> [Jobs]:
A: Can you copy out the forum thread on wire for a roller loft word for word, in full?
B: How many lines in the entries below contain the string "white", matching case exactly? Reply with the number alone.

> [Source text]:
#####
# Wire type for Rollers..



## ThePoultryFarm (Oct 1, 2010)

Is chicken wire suitable for the roller loft i am making? Any pros/cons with it?


----------



## spirit wings (Mar 29, 2008)

all cons, the wholes in it are too big as mice and snakes can get in the loft, plus it stretches over time and looks bad, even a large dog could crush it in or break it.. what you want is one half inch or one fourth inch hardware cloth...


----------



## ThePoultryFarm (Oct 1, 2010)

I guess I should explain the situation a little better..

I have an insulated 10X14X8 chicken coop. I am sectioning a portion of it off (about 6X10X8 to be used as a pigeon loft. This building is so secure, I have not even seen flies in it..  The chicken wire would be used solely as the indoor divider. The reason I would rather use CW as opposed to hardware cloth is 1.) cost and 2.) I can never stretch the HC to where it looks nice..


----------



## spirit wings (Mar 29, 2008)

arherp said:


> I guess I should explain the situation a little better..
> 
> I have an insulated 10X14X8 chicken coop. I am sectioning a portion of it off (about 6X10X8 to be used as a pigeon loft. This building is so secure, I have not even seen flies in it..  The chicken wire would be used solely as the indoor divider. The reason I would rather use CW as opposed to hardware cloth is 1.) cost and 2.) I can never stretch the HC to where it looks nice..


ahh I see, I think if you did it right it could work as a divider if it was stapled to a frame of some kind to make your "wall"... but pigeons need sunlight and ventilation, so your going to need an aviary of some sort where they can come and go from the outside to the inside when they want, and the CW would not be good for that..
#####
> [Material for this exercise]:
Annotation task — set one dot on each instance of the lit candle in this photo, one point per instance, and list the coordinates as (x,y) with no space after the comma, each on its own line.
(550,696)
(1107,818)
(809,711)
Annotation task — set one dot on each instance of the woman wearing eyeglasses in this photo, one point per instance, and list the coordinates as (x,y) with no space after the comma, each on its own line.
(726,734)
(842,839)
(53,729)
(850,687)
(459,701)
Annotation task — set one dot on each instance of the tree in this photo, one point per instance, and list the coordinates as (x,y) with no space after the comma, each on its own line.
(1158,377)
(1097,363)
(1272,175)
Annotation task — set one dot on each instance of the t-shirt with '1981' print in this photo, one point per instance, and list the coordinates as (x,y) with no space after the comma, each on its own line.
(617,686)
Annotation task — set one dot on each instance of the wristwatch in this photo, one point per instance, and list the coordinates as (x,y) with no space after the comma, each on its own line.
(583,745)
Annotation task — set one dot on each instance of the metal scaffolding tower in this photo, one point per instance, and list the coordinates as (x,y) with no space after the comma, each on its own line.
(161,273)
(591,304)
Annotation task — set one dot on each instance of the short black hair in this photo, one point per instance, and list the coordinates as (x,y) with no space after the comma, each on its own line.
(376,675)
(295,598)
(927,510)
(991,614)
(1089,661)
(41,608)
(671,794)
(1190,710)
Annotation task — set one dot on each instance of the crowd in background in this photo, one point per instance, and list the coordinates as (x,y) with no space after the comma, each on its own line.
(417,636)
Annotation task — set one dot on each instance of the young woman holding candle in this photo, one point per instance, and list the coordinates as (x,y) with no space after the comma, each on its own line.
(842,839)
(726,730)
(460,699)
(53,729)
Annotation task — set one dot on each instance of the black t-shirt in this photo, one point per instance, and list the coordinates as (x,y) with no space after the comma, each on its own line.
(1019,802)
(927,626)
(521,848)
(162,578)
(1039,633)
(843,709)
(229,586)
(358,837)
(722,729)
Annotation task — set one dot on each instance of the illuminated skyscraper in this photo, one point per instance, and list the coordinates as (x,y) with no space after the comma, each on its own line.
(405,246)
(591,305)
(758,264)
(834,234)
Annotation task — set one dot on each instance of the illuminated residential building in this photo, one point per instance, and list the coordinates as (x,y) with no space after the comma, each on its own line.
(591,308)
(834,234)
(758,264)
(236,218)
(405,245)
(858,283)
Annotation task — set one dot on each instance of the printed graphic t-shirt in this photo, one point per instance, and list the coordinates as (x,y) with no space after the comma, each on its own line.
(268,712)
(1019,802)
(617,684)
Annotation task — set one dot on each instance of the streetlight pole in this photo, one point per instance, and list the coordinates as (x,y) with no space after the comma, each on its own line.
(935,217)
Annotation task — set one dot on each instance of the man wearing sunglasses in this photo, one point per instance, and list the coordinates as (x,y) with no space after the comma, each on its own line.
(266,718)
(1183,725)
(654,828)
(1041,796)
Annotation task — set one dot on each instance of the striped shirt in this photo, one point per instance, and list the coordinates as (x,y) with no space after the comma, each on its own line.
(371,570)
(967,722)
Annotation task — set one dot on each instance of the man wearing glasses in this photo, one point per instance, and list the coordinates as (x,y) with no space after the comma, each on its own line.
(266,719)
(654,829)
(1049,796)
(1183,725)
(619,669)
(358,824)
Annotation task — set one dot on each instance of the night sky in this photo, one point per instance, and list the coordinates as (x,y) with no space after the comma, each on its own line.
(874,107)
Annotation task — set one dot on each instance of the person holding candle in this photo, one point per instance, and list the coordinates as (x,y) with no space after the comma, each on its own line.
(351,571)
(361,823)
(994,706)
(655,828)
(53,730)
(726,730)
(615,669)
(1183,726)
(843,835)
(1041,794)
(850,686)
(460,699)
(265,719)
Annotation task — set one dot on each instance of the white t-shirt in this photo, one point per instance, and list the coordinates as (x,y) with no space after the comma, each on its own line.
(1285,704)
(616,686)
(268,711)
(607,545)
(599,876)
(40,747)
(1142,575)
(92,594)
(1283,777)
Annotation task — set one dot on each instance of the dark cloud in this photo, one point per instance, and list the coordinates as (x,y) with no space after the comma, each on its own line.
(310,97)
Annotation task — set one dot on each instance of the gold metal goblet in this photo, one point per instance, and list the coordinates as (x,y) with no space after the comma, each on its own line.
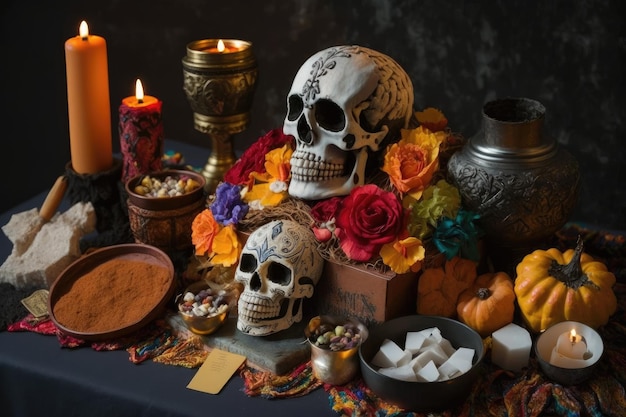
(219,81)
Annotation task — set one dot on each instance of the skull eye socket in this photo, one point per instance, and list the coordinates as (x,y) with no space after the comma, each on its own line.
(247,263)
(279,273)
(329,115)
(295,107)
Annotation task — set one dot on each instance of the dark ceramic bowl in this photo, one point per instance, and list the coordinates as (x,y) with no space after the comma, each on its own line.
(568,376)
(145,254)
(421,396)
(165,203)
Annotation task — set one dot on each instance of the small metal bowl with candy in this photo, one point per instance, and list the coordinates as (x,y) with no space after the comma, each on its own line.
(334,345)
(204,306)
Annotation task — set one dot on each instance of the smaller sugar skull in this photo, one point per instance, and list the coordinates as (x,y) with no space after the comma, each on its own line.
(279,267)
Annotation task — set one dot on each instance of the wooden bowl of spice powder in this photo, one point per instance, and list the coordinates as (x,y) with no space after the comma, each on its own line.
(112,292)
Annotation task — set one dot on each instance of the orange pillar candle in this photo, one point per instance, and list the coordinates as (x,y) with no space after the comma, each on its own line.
#####
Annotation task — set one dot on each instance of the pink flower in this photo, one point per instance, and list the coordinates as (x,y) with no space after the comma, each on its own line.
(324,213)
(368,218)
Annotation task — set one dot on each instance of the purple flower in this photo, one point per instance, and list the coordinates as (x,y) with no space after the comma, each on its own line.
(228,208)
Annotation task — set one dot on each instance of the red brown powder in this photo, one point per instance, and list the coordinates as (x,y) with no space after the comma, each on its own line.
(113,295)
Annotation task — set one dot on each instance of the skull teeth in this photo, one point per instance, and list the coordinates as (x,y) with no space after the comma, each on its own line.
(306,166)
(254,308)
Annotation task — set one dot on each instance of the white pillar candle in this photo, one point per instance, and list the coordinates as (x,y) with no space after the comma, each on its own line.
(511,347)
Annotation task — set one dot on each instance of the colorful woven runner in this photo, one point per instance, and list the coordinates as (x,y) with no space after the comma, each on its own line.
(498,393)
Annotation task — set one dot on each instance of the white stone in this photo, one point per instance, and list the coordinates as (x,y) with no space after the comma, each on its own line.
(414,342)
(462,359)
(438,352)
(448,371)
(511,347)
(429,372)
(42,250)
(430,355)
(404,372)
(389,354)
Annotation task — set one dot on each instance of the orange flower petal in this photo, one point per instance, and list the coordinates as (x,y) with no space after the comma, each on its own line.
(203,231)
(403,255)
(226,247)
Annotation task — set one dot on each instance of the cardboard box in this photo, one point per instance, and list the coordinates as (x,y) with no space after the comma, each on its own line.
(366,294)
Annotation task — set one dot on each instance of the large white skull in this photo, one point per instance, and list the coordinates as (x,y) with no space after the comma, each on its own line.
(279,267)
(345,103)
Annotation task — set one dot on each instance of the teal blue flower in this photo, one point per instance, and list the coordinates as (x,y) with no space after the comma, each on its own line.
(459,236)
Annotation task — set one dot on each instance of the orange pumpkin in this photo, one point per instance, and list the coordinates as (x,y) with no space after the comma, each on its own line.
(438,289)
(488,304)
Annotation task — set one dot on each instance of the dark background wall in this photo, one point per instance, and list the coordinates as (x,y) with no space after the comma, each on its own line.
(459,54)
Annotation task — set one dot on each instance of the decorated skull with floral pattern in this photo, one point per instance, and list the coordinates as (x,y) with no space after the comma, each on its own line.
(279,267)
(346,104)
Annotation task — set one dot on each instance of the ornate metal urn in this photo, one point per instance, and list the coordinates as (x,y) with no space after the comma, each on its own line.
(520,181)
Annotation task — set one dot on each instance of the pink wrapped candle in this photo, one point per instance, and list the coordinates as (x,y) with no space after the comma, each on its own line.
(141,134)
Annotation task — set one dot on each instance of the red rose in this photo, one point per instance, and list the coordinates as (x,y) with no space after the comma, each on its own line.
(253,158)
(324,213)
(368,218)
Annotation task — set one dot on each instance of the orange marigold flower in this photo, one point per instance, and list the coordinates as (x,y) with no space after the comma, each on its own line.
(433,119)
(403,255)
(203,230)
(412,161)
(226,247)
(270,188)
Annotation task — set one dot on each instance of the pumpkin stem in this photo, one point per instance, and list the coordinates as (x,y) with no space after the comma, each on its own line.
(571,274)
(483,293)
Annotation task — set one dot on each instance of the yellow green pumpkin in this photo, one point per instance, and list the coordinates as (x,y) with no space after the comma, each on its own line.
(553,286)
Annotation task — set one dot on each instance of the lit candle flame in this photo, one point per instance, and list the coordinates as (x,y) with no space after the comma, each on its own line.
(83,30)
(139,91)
#####
> [Task solutions]:
A:
# Wire type for Rollers..



## ThePoultryFarm (Oct 1, 2010)

Is chicken wire suitable for the roller loft i am making? Any pros/cons with it?


----------



## spirit wings (Mar 29, 2008)

all cons, the wholes in it are too big as mice and snakes can get in the loft, plus it stretches over time and looks bad, even a large dog could crush it in or break it.. what you want is one half inch or one fourth inch hardware cloth...


----------



## ThePoultryFarm (Oct 1, 2010)

I guess I should explain the situation a little better..

I have an insulated 10X14X8 chicken coop. I am sectioning a portion of it off (about 6X10X8 to be used as a pigeon loft. This building is so secure, I have not even seen flies in it..  The chicken wire would be used solely as the indoor divider. The reason I would rather use CW as opposed to hardware cloth is 1.) cost and 2.) I can never stretch the HC to where it looks nice..


----------



## spirit wings (Mar 29, 2008)

arherp said:


> I guess I should explain the situation a little better..
> 
> I have an insulated 10X14X8 chicken coop. I am sectioning a portion of it off (about 6X10X8 to be used as a pigeon loft. This building is so secure, I have not even seen flies in it..  The chicken wire would be used solely as the indoor divider. The reason I would rather use CW as opposed to hardware cloth is 1.) cost and 2.) I can never stretch the HC to where it looks nice..


ahh I see, I think if you did it right it could work as a divider if it was stapled to a frame of some kind to make your "wall"... but pigeons need sunlight and ventilation, so your going to need an aviary of some sort where they can come and go from the outside to the inside when they want, and the CW would not be good for that..

B: 4